■ **EXERCISE 1**
Decide whether each statement agrees with the excerpt on the Days of Our Lives set below. Answer yes or no for each, and quote the words of the excerpt that decide it.
(a) The "Day and Night" frozen yoghurt store is open from 10am to 7pm.
(b) The writer saw who was playing the piano.
(c) The room below the wardrobe area holds only the outfits for the week.
■ **EXERCISE 2**
From the excerpt on the Days of Our Lives set below, list every named shop on the set that the writer sat outside or browsed.
■ **EXERCISE 3**
Transcribe the excerpt on the Days of Our Lives set below from "I pulled up" up to and including "knows no prejudice.".

■ **EXCERPT**
◇ ◇ ◇ ◇ ◇
Somebody, somewhere was practising the piano. There was a definite chill in the air. I never did see who was playing that piano nor, indeed, where the piano even was. It may have been the Necktie Killer, and I may even have been killed that very day. Maybe this is what purgatory is like?

I pulled up a chair outside the "Day and Night" frozen yoghurt store. With the opening hours of 10am-7pm, it could be taking some naming liberties, but I have always adored this as one of DOOL's greatest fake shops. Although DOOL might be set in this gilded otherworld, there are small signifiers of now that shine through - frozen yoghurt being one of them. Perhaps more importantly, the show celebrated a cultural milestone last year, with the first same-sex marriage on a daytime soap between Will Horton and Sonny Kiriakis (known to fans as WilSon). Tragically, Will Horton was recently strangled to death by the Necktie Killer. The DOOL hand of fate knows no prejudice.

Someone's empty shopping bag and coffee cup sat in front of me. I can only imagine that they had to drop their things immediately after finding out that their sister was in the throes of demonic possession, and their husband was actually an evil twin from space (both actual DOOL plotlines). I did some window shopping at a tongue-in-cheek "Hourglass" decor store, a stationery shop called "The Mighty Pen" and a very Shanton-looking "Janet's Boutique". The plaza felt very Orewa, where all the shops are called something like "Charisma Fashions". Days of Our Lives is basically the Orewa of the television world, a place all our parents go to retire.

Later I took a visit to wardrobe to see how the sequin sausage gets made. Outfits for the week are stuffed on to bulging racks, as a mounted television plays Days of Our Lives on loop. Running my hands through printed silk tunics, pleather jackets and corduroy trousers, I was told that there was a room below us the size of a football field that contained every character's full wardrobe. Walking along the shelves, I got more of a sense for the type of stories that might be currently plaguing Salem. Bins labelled "belts", "breast enhancers" and "blindfolds" had a strong Fifty Shades aura - but the three boxes of shoulderpads threw me off the scent. Perhaps the present Necktie Killer will graduate to the Shoulderpad Smotherer? "There's some seriously crazy stuff coming up," Flynn teased, "stuff that isn't normal in the realm of human life."

If 50 years has taught us anything, it's that absolutely anything is possible in the DOOL universe. "This show is a total amusement park," said Alfonso. "You get off one ride and you're on another. Everything is always in motion."
◇ ◇ ◇ ◇ ◇
■ **MATERIAL PROVIDED**
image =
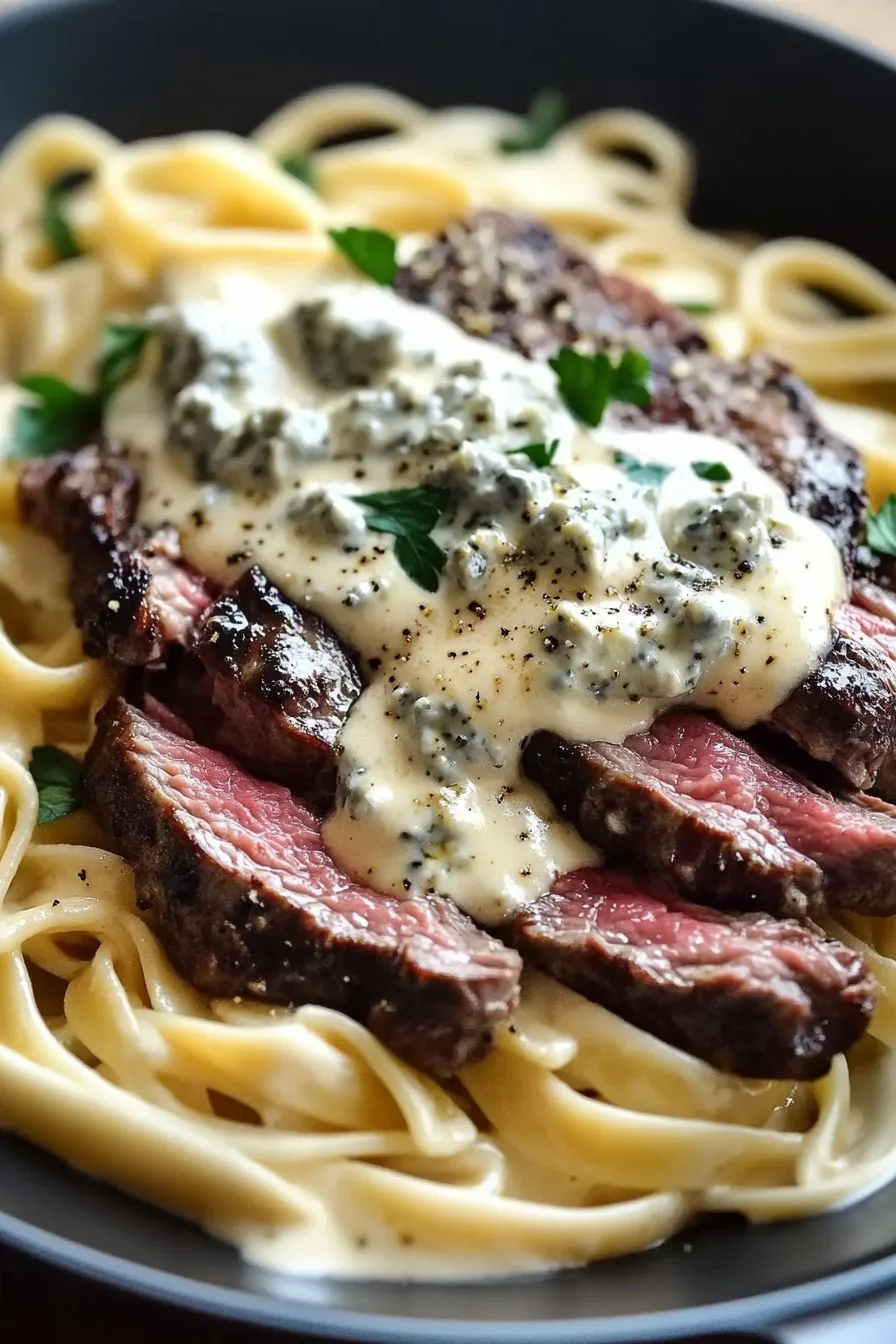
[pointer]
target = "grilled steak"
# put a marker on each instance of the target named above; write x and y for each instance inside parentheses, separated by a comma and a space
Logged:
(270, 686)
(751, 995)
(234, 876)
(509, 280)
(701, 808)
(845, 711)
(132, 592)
◇ ◇ ◇ ◇ ◇
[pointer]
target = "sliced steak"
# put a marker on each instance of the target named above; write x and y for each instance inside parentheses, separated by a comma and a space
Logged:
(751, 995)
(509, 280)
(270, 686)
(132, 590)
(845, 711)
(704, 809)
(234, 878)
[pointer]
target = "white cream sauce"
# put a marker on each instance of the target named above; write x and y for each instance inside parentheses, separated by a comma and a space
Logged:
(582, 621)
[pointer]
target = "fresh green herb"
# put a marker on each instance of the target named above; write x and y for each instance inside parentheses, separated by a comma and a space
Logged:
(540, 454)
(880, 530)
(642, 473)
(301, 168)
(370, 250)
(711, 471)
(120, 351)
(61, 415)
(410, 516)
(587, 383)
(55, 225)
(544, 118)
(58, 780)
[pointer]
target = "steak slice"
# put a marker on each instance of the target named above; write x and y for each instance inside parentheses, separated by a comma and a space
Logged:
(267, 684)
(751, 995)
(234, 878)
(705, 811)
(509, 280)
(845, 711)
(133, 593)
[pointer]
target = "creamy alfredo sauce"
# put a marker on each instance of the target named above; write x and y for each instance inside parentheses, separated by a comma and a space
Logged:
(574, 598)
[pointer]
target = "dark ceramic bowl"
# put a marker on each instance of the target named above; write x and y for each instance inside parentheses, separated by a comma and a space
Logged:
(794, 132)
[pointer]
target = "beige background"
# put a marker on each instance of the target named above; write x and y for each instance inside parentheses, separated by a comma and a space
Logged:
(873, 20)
◇ ◇ ◇ ◇ ◇
■ **RESPONSE BOX 1**
(a) Yes: "With the opening hours of 10am-7pm"
(b) No: "I never did see who was playing that piano"
(c) No: "a room below us the size of a football field that contained every character's full wardrobe"

■ **RESPONSE BOX 2**
"Day and Night"
"Hourglass"
"The Mighty Pen"
"Janet's Boutique"

■ **RESPONSE BOX 3**
I pulled up a chair outside the "Day and Night" frozen yoghurt store. With the opening hours of 10am-7pm, it could be taking some naming liberties, but I have always adored this as one of DOOL's greatest fake shops. Although DOOL might be set in this gilded otherworld, there are small signifiers of now that shine through - frozen yoghurt being one of them. Perhaps more importantly, the show celebrated a cultural milestone last year, with the first same-sex marriage on a daytime soap between Will Horton and Sonny Kiriakis (known to fans as WilSon). Tragically, Will Horton was recently strangled to death by the Necktie Killer. The DOOL hand of fate knows no prejudice.